**Task to complete**
Return every line of the records that includes the string "below".
_ _ _ _ _
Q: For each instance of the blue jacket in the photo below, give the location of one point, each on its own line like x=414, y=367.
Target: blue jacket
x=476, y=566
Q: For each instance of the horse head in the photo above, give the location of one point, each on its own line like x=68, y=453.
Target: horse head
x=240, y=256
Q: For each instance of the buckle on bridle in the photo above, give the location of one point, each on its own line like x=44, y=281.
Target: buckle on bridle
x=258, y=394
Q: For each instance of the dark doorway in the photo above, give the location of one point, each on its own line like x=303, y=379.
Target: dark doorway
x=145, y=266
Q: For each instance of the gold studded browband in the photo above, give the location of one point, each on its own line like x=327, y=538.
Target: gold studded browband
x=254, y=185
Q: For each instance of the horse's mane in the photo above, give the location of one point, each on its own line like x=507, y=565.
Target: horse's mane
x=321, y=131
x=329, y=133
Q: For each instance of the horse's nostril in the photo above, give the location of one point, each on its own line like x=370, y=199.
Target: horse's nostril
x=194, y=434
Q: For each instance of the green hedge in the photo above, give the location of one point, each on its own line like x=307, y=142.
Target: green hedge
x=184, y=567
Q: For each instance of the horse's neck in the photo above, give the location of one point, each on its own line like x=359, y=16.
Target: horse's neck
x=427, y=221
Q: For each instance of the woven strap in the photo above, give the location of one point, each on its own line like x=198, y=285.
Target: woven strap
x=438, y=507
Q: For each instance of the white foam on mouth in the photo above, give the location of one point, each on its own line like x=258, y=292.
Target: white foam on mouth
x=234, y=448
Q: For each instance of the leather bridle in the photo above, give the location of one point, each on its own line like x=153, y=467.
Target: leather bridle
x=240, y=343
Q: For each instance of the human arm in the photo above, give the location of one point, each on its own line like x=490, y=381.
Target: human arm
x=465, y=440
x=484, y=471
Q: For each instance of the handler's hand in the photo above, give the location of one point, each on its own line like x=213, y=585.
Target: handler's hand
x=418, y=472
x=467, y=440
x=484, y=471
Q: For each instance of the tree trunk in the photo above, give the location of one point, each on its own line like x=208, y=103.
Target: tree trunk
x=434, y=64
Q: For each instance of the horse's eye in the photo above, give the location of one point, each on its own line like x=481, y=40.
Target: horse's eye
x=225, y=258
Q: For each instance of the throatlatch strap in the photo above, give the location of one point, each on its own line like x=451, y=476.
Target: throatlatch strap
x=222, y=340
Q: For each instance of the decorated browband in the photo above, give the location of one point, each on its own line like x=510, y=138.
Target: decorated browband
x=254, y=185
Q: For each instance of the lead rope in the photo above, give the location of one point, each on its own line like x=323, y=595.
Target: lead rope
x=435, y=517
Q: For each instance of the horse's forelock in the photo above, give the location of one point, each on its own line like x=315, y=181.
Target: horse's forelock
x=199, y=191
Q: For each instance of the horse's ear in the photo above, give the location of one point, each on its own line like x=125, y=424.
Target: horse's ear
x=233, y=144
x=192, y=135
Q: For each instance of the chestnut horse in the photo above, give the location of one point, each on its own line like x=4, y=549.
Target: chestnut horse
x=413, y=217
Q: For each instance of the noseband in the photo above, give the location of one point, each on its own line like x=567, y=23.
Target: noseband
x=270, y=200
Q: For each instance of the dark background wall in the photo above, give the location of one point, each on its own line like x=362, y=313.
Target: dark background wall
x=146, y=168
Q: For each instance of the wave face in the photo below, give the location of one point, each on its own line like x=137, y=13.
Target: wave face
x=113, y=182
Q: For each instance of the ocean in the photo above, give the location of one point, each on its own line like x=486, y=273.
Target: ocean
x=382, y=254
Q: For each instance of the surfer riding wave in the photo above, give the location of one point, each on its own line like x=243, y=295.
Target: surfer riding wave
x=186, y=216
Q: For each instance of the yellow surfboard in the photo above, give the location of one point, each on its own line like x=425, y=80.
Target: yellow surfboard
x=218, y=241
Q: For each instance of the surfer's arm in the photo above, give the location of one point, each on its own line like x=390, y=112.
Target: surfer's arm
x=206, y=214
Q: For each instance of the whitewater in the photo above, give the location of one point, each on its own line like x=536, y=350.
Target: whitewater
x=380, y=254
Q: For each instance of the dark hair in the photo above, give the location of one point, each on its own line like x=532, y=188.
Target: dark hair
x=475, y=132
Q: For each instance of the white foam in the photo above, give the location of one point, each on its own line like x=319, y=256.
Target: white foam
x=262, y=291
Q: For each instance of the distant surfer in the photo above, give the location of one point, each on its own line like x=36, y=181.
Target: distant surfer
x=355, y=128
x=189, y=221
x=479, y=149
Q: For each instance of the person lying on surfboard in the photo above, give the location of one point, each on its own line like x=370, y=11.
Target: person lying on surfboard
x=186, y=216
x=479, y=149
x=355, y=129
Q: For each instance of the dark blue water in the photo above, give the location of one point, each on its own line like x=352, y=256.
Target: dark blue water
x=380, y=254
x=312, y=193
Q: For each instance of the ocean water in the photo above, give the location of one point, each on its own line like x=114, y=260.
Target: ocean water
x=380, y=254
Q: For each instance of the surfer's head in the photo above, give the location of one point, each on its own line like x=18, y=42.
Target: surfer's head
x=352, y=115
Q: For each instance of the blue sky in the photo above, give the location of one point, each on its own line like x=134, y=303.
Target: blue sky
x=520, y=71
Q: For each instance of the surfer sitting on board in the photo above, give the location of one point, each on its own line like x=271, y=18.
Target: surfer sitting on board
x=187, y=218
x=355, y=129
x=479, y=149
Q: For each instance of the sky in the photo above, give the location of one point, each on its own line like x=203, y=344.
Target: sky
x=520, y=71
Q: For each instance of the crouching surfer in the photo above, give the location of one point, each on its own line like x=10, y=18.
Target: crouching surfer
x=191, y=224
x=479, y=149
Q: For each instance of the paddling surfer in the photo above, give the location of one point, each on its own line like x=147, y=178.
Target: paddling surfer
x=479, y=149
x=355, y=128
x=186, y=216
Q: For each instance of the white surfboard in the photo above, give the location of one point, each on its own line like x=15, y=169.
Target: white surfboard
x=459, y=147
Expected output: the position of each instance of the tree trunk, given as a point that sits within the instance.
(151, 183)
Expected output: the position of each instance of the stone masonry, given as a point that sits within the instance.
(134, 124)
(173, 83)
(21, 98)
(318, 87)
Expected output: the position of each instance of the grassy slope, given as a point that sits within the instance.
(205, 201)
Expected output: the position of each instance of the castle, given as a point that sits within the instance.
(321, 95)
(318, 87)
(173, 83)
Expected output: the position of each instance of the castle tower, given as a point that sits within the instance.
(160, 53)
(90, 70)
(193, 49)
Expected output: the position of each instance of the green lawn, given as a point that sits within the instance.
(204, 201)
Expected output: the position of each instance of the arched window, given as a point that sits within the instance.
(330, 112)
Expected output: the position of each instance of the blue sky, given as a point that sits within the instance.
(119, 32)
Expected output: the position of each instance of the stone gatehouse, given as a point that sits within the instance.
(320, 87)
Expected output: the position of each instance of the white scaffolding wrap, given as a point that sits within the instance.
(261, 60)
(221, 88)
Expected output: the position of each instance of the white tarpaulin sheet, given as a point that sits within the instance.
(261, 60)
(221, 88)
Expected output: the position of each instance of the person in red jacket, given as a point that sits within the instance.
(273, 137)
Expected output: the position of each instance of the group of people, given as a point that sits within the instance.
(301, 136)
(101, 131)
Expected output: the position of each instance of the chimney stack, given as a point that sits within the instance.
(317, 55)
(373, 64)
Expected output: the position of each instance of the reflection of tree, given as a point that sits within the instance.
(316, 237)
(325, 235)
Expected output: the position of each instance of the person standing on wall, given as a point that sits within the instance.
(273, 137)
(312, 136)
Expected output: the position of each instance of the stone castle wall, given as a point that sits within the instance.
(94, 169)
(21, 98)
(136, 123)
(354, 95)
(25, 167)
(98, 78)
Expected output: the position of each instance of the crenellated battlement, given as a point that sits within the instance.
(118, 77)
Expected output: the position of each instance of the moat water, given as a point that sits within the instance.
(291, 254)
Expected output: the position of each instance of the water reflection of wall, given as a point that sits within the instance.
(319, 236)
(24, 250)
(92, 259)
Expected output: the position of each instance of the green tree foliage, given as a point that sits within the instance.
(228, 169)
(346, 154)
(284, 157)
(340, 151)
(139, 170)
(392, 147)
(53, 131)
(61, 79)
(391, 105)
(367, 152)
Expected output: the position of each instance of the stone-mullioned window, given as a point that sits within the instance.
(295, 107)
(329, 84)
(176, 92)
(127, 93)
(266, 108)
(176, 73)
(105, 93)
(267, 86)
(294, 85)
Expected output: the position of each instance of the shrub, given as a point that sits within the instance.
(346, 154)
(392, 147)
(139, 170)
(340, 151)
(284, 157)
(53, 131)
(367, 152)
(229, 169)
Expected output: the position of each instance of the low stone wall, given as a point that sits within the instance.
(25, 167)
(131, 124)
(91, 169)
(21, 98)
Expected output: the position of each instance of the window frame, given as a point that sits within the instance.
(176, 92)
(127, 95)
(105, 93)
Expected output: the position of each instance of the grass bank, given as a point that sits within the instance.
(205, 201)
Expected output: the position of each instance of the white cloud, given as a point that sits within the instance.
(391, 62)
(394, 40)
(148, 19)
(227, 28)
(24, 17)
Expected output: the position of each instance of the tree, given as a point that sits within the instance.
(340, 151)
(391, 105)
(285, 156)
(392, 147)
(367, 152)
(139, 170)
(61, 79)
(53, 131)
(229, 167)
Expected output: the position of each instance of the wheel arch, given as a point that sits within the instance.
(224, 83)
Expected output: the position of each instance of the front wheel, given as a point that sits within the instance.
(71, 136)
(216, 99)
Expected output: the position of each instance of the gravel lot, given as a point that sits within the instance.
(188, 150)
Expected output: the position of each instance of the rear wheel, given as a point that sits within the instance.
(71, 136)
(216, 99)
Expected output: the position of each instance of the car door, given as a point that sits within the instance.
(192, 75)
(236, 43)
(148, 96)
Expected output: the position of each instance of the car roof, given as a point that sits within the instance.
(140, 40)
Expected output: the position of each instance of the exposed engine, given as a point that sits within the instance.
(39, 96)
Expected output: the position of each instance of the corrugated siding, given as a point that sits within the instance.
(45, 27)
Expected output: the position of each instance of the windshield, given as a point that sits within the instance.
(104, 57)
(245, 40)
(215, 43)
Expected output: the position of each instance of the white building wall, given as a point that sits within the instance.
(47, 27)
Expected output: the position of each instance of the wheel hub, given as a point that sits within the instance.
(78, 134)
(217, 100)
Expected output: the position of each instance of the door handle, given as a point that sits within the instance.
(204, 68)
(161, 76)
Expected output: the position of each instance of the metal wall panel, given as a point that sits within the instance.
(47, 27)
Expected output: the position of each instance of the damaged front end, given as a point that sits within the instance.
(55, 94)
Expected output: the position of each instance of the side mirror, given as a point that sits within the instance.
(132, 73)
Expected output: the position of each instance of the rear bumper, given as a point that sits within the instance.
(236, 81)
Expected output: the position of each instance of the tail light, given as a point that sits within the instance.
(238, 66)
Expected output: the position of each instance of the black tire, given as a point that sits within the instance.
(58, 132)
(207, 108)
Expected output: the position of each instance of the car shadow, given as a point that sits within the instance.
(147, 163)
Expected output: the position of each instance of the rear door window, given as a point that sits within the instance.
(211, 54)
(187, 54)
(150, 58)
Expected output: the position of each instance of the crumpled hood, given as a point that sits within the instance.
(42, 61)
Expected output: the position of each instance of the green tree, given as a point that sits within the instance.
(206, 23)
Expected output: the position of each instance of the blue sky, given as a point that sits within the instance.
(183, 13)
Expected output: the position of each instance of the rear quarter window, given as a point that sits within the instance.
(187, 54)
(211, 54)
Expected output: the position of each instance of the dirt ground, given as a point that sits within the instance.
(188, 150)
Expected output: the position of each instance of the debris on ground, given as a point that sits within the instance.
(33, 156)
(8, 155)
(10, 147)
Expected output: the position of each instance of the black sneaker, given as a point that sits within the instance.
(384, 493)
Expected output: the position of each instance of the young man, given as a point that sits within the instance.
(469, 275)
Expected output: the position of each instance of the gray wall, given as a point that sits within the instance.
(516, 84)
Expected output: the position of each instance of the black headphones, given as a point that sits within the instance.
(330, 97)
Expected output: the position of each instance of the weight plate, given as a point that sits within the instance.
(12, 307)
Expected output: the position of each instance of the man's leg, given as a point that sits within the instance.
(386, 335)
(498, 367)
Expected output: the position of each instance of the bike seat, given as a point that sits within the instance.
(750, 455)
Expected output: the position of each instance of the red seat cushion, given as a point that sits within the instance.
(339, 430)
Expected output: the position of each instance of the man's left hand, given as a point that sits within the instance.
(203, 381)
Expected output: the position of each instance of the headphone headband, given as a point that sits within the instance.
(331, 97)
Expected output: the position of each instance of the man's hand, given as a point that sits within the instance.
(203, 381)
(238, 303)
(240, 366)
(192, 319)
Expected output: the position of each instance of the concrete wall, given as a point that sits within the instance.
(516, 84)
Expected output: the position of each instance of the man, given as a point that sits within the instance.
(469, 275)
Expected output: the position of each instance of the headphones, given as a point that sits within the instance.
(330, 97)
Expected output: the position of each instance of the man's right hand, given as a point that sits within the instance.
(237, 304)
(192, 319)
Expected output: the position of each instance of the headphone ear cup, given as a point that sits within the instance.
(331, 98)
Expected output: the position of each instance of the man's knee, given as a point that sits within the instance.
_ _ _ _ _
**Exercise answer**
Q: For each instance of the blue jacket in the photo below, give the location of one point, each on its own line like x=414, y=367.
Q: For each instance of the wave face in the photo below, give the location of one point, each on its own line like x=137, y=13.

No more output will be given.